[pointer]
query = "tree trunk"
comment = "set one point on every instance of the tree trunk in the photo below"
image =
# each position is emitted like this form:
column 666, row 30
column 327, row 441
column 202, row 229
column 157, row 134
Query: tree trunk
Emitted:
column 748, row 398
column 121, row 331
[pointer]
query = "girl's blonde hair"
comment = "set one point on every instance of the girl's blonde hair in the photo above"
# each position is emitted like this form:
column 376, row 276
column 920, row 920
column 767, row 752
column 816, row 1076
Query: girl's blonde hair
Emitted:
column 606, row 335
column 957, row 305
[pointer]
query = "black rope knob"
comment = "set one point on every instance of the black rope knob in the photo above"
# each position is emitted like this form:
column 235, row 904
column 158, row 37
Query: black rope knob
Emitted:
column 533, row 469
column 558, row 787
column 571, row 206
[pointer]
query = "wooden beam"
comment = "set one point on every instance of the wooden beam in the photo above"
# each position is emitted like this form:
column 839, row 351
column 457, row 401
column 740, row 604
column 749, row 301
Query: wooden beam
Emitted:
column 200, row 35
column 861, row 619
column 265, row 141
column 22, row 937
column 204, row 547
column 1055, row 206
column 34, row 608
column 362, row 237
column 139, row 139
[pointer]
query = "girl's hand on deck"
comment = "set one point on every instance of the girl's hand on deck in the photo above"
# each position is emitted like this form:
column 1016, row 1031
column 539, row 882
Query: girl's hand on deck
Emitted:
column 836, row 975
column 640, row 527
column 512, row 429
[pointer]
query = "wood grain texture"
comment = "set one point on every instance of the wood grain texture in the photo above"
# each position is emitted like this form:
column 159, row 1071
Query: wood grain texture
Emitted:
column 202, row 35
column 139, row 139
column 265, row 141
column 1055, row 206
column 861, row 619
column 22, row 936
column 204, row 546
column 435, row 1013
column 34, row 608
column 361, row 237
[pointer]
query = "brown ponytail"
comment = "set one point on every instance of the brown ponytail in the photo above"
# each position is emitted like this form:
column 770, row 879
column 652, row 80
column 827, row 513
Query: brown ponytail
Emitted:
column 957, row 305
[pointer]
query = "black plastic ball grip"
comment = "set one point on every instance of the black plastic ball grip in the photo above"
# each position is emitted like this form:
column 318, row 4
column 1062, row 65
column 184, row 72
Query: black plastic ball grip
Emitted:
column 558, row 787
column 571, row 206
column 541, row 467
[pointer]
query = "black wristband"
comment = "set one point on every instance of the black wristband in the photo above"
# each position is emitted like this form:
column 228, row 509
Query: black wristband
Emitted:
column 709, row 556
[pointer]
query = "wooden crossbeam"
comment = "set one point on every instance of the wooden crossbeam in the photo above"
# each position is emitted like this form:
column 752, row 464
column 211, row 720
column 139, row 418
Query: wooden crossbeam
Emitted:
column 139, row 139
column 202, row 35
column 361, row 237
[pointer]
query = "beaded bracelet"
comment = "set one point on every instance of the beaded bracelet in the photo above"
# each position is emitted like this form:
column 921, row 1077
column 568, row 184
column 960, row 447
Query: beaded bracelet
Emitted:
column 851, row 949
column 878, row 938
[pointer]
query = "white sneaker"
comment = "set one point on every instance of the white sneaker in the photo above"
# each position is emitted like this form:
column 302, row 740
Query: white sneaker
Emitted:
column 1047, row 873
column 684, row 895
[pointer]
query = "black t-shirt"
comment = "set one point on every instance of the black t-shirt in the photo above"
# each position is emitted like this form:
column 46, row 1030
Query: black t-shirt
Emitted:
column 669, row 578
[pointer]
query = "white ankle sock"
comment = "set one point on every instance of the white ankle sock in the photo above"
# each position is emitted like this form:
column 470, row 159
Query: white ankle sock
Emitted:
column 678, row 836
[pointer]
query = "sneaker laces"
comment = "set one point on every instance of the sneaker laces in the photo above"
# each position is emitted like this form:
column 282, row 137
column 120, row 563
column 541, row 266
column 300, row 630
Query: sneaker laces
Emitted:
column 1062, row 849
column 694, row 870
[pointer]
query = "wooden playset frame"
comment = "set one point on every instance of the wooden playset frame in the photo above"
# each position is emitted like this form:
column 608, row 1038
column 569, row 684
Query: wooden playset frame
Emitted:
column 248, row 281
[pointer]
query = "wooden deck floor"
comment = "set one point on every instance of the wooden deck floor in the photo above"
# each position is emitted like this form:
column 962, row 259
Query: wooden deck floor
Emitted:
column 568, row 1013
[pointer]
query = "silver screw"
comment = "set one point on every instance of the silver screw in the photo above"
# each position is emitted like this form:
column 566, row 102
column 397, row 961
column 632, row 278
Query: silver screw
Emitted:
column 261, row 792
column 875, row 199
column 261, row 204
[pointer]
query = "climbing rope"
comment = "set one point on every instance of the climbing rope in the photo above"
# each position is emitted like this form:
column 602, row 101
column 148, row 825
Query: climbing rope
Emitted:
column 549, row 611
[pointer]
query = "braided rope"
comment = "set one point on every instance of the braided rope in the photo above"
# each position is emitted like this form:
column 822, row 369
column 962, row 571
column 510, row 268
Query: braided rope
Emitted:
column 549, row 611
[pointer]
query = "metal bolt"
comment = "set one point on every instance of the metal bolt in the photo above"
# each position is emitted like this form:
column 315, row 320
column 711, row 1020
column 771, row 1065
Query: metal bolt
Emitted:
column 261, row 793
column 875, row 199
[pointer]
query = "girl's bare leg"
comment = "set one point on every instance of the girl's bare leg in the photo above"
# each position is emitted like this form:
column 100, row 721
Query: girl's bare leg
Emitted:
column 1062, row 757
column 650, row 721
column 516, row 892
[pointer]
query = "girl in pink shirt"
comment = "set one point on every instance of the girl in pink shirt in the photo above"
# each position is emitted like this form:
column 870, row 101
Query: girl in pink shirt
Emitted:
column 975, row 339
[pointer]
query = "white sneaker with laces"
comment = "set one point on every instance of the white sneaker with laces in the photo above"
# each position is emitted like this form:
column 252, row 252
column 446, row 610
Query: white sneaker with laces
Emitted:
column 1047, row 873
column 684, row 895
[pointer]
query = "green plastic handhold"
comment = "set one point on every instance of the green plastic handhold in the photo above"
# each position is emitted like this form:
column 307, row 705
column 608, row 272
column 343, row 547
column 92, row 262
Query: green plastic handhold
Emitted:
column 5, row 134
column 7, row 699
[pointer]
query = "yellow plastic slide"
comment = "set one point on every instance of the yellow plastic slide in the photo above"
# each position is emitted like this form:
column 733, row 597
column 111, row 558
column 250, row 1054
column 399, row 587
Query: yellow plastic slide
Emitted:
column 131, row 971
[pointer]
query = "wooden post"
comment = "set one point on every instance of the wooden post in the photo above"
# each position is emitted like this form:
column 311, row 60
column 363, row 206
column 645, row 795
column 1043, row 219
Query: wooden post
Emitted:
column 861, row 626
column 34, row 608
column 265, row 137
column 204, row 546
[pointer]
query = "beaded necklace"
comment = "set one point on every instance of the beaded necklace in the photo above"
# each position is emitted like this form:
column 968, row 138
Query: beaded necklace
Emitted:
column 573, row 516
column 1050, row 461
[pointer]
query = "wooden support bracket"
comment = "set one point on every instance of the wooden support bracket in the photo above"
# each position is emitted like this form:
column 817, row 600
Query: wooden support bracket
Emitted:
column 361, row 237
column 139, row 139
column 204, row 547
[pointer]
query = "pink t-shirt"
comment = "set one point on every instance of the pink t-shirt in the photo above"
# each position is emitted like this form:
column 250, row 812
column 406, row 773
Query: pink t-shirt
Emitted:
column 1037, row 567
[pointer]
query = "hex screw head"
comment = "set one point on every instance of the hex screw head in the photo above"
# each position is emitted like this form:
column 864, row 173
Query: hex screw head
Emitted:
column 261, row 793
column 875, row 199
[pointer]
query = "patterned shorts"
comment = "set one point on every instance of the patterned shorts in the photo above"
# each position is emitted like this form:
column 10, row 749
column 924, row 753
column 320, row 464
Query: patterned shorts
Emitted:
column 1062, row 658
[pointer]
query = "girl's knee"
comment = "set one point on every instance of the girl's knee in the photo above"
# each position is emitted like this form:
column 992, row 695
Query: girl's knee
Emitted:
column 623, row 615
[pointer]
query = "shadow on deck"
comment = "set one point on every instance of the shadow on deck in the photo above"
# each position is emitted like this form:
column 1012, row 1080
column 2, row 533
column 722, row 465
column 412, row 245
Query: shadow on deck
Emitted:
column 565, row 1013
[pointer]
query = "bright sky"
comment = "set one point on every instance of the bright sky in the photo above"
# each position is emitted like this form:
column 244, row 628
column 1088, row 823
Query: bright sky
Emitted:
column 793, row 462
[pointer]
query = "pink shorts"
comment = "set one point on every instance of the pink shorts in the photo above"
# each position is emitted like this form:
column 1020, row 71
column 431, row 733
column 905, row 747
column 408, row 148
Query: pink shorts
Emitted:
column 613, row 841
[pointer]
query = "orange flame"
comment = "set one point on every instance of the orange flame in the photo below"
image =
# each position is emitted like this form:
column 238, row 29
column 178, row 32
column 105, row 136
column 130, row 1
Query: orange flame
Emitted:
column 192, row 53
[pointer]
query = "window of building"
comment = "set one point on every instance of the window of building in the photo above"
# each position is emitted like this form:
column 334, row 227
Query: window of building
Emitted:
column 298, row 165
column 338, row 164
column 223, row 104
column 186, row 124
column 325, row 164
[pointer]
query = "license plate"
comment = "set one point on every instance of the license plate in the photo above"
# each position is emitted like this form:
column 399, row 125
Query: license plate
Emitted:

....

Lay out the records above as a Markdown table with the columns Number and Line, starting at the first line and stopping after the line that contains "column 157, row 134". Include only those lines and skip any blank ones.

EXPECTED ANSWER:
| Number | Line |
|---|---|
| 1 | [pointer] |
| 2 | query = "tree trunk" |
| 3 | comment = "set one point on every instance of the tree trunk in the photo below" |
| 4 | image = |
| 5 | # each position is emitted like this form: |
| 6 | column 666, row 30 |
| 7 | column 327, row 441 |
| 8 | column 202, row 229 |
| 9 | column 157, row 134 |